Word for word, retype every line of the data.

[Natural-language object grounding data]
________________________

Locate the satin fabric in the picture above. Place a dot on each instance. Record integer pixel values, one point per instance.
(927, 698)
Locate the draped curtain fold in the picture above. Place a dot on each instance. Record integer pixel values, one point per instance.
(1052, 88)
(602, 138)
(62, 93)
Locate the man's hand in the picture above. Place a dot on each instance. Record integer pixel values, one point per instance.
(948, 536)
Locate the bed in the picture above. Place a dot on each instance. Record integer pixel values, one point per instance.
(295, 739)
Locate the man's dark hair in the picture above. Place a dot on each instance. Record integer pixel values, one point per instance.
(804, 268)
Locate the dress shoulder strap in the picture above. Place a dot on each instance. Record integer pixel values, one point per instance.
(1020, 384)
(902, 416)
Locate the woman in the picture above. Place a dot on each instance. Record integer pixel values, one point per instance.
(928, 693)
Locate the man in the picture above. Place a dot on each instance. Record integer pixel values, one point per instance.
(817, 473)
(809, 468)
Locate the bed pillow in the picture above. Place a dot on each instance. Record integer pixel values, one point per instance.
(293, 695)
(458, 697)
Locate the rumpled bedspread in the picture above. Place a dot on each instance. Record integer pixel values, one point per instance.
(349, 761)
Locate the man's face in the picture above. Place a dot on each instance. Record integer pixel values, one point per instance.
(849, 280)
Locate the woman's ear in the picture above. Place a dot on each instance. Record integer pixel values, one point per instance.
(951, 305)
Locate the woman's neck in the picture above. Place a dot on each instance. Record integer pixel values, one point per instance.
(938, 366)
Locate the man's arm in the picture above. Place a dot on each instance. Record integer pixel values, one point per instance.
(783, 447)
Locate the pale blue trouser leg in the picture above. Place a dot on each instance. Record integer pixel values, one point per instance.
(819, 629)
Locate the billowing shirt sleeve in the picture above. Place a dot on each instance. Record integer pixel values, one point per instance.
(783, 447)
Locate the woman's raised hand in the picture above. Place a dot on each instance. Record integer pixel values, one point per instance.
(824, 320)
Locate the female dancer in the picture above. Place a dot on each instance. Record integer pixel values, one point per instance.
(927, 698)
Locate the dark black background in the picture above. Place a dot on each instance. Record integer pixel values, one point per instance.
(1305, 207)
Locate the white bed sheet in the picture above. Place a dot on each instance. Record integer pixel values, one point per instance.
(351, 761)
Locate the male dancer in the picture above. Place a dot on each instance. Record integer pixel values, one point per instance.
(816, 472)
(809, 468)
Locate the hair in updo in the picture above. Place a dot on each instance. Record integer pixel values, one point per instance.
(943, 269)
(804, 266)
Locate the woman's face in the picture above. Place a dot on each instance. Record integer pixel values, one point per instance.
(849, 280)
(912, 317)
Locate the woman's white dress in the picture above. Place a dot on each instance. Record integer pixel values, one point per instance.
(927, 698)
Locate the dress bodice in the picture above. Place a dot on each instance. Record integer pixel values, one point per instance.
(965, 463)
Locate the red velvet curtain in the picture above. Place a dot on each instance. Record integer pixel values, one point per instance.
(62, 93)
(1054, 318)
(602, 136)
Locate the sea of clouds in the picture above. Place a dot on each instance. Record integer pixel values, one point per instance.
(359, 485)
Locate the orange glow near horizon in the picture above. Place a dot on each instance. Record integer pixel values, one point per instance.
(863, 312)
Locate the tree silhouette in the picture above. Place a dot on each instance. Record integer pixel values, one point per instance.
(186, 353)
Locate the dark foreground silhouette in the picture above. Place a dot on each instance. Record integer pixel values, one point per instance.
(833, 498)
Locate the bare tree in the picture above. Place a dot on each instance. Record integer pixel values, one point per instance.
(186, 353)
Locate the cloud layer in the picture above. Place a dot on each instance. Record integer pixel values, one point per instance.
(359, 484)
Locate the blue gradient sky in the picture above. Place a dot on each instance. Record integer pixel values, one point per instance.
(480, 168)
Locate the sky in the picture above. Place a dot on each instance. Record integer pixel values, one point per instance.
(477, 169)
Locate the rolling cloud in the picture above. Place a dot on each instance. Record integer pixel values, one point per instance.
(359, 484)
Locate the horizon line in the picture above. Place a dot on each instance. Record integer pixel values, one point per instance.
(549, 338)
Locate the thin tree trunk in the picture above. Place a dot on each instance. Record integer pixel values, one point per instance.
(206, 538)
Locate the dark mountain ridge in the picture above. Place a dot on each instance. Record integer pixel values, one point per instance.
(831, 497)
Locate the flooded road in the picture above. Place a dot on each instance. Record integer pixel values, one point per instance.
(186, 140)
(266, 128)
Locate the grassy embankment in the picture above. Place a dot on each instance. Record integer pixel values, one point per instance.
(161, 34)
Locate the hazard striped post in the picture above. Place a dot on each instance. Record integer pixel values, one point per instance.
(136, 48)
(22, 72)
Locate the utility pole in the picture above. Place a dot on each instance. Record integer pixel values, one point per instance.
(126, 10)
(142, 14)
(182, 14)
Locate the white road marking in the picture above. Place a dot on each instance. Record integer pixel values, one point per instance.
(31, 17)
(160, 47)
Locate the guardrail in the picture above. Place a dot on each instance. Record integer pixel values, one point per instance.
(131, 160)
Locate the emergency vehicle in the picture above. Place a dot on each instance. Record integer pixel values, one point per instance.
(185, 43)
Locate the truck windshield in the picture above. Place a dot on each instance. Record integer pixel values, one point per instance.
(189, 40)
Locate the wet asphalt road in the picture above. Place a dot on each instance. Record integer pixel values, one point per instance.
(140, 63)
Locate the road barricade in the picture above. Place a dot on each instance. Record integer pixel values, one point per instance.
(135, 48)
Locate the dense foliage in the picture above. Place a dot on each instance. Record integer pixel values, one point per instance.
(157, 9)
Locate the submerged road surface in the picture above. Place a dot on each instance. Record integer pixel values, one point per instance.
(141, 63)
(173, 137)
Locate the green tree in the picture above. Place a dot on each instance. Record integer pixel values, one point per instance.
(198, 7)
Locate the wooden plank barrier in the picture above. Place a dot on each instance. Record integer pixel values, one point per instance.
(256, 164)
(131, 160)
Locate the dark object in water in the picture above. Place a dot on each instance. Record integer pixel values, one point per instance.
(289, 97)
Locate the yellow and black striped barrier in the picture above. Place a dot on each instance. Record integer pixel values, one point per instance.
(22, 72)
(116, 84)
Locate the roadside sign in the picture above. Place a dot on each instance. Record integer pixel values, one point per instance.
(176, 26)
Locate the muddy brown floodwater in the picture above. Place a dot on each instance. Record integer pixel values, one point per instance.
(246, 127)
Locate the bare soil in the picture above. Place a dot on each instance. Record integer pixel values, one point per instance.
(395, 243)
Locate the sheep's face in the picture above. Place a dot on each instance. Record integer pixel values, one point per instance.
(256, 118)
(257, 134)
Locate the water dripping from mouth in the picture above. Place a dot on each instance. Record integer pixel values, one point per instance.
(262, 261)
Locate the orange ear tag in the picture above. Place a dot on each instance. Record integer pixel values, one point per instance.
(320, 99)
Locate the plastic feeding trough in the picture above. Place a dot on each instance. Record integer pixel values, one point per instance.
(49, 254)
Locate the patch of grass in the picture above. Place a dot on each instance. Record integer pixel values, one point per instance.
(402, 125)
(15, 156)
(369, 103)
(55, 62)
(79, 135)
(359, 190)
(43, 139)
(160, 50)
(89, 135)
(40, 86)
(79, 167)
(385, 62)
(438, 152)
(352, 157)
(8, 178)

________________________

:: Exercise result ::
Locate the satin fabric in the picture above. Place a dot on each instance. Record integer pixel values, one point per instance.
(927, 698)
Locate the draped curtain fold in the picture above. Place a dot on each instance. Record integer pixel values, one point per instance.
(1052, 88)
(602, 138)
(62, 93)
Locate the man's hand in the picture above. Place a dot on each instance. Record integer pixel values, one point per instance.
(948, 536)
Locate the bed in the picture above. Place a dot on each instance. Record integer pixel values, one point per instance.
(295, 739)
Locate the man's dark hair in the picture above. Place a dot on each instance. Record integer pixel values, one point per instance.
(804, 268)
Locate the dress shoulder strap in the picture above. Place a dot on each instance. Record integer pixel values, one point per instance.
(1020, 384)
(902, 416)
Locate the woman in the picture above. Place a dot on each instance. Record integer pixel values, one point per instance.
(928, 693)
Locate the man in the picture above. Place a dot on each instance. Record integer pixel values, one point per instance.
(817, 473)
(809, 468)
Locate the bed pillow in the picture above. Place a dot on each instance. Record integer pixel values, one point per instance.
(293, 695)
(458, 697)
Locate the rumpled bedspread in the picture above. Place a dot on each instance. Record integer pixel values, one point per instance.
(349, 761)
Locate the man's face in the picture above. Place a dot on each instance. Record integer pixel values, one point per instance.
(849, 280)
Locate the woman's ear in the picture above. Place a dot on each instance. Record integer pixel values, one point per instance.
(951, 305)
Locate the woman's neck in the picture above. Place a dot on each instance. Record integer pixel values, one point per instance.
(938, 366)
Locate the man's arm in the picture above. Place a dot on each instance. Record integer pixel values, one point per instance.
(783, 447)
Locate the pale blue trouser leg in the picture above. Place a dot on each instance. Record integer pixel values, one point per instance.
(819, 629)
Locate the billowing shirt sleeve in the picture above. Place a dot on each instance. Record integer pixel values, one point per instance.
(783, 447)
Locate the woman's raised hand in the picture above. Place a dot on each instance. Record integer pixel values, one point per instance.
(824, 320)
Locate the female dancer in the picture above. Place a dot on each instance. Record integer pixel values, one point per instance.
(927, 698)
Locate the dark black background in the picture above. Place a dot on each instance. Record integer pixel values, one point per instance.
(1305, 207)
Locate the white bed sheet in the picture above. Place a dot on each instance. Record integer pixel values, one point per instance.
(351, 761)
Locate the male dancer in the picture above. Place a dot on each instance. Record integer pixel values, one point per instance.
(816, 472)
(809, 468)
Locate the hair in updo in the picture above. Place a dot on each instance. Record integer pixel values, one point per instance.
(943, 269)
(804, 266)
Locate the woman's face in the picture above. Place a dot on each instance. Record integer pixel values, one point per instance.
(849, 280)
(912, 317)
Locate the woman's white dress in the picture above. Place a dot on each instance. Record integer pixel values, one point per instance.
(927, 698)
Locate the dress bodice in the picture above. Place a dot on each instance. Record integer pixel values, one point per instance.
(965, 463)
Locate the red velvet curtain in the picture above. Place a dot on each instance. Record integer pixel values, one point per instance.
(62, 93)
(1054, 318)
(602, 136)
Locate the sea of clouds in the picture above. Place a dot on each instance. Record integer pixel values, one point per instance.
(359, 485)
Locate the orange glow near horizon in the picture above. Place a dot on each instance. Record integer pixel values, one point per instance.
(863, 312)
Locate the tree silhouette in the picture above. Place a dot on each instance. Record integer pixel values, one point per instance.
(186, 353)
Locate the dark foreground silhouette in the picture above. Place a dot on each instance. Record integer pixel values, one point per instance.
(833, 498)
Locate the bare tree in the picture above. Place a dot on each instance. Record integer pixel values, one point per instance.
(186, 353)
Locate the cloud layer in the picture above. Place a dot on each instance. Record integer pixel values, one point per instance.
(359, 484)
Locate the blue gradient sky in the picture above. Place a dot on each instance. Record integer pixel values, one point per instance.
(480, 168)
Locate the sky in the picture above. Place a dot on each instance. Record integer pixel values, one point per instance.
(477, 169)
Locate the rolling cloud in the picture above. Place a dot on each instance. Record integer pixel values, one point per instance.
(359, 484)
Locate the horizon line in the picture above. Place a dot on each instance. Record integer pixel values, one point per instance.
(549, 338)
Locate the thin tree trunk in the picture above. Place a dot on each instance. Record integer pixel values, one point per instance.
(206, 538)
Locate the dark mountain ridge in the picture above. Place a dot on each instance. Record integer pixel values, one point per instance.
(831, 497)
Locate the flooded road in the picture above. Place a dot on each instance. Record integer pixel values, one point per instance.
(186, 140)
(266, 128)
Locate the grassy embankment in the picture above. Place a dot on each instance. Record integer pixel values, one point per instance.
(161, 34)
Locate the hazard striped post in the picture above. Place a dot on each instance. Record integer pixel values, one point per instance.
(136, 48)
(22, 72)
Locate the utility pole in the picture above. Place a dot on each instance. Record integer pixel values, one point per instance.
(126, 10)
(142, 14)
(182, 14)
Locate the white road marking in the picture above. Place a dot on each instance. Record integer pixel values, one point per instance.
(31, 17)
(160, 47)
Locate the guardrail in the picture above. Place a dot on each instance. Record integer pixel values, one point per instance.
(131, 160)
Locate the emergency vehicle in the picture above. Place a dot on each instance. Record integer pixel values, one point per instance.
(185, 43)
Locate the truck windshield in the picture above. Place a dot on each instance. Record integer pixel values, one point per instance.
(189, 40)
Locate the wet asphalt road in the picture above. Place a dot on each instance. Record integer pixel values, one point per instance.
(140, 63)
Locate the road barricade in the picture above. Place a dot on each instance. Record integer pixel values, one point per instance.
(135, 48)
Locate the dense foliage in the picture above. Place a dot on each instance. Record integer pixel values, one point per instance.
(157, 9)
Locate the submerged road surface in the picture above. Place a dot on each instance. Record integer pixel values, one point per instance.
(141, 63)
(173, 137)
Locate the green tree in the picture above. Place a dot on each instance. Record integer pixel values, one point per instance.
(198, 7)
Locate the wooden plank barrier in the picture above. Place a dot on each instance. Record integer pixel values, one point per instance.
(256, 164)
(131, 160)
Locate the dark object in water in the picture above. Place a dot on each instance. Record integer pixel values, one point per instance.
(289, 97)
Locate the yellow and black striped barrier in the picture above. Place a dot on each instance. Record integer pixel values, one point per instance.
(22, 72)
(116, 84)
Locate the roadside sign in the picture above. Place a dot on each instance. Record integer pixel values, one point per instance.
(176, 26)
Locate the muddy brown floodwater in the picture above. Place a dot on each instance. Record integer pixel values, one point per instance.
(246, 127)
Locate the bare soil in the picture above. Place a dot on each instance. Record integer pixel values, one point per instance.
(395, 243)
Locate the sheep's face in the picture above. Place a dot on each instance. Record integer pixel values, one point per instance.
(256, 118)
(257, 134)
Locate the water dripping from mouth in the picture above. Place a dot on each instance. Record integer pixel values, one point per instance.
(262, 261)
Locate the orange ear tag in the picture above. Place a dot on each instance. Record integer pixel values, one point per instance.
(320, 99)
Locate the plastic feeding trough in the picture above. Place a dot on each instance. Record integer pixel values, one point per instance.
(49, 254)
Locate the patch of grass in the picture above. Place a dot on each instance. Record integer pixel values, one point per instance.
(402, 125)
(15, 156)
(369, 103)
(55, 62)
(79, 135)
(359, 190)
(43, 139)
(160, 50)
(89, 135)
(40, 86)
(79, 167)
(385, 62)
(438, 152)
(352, 157)
(8, 178)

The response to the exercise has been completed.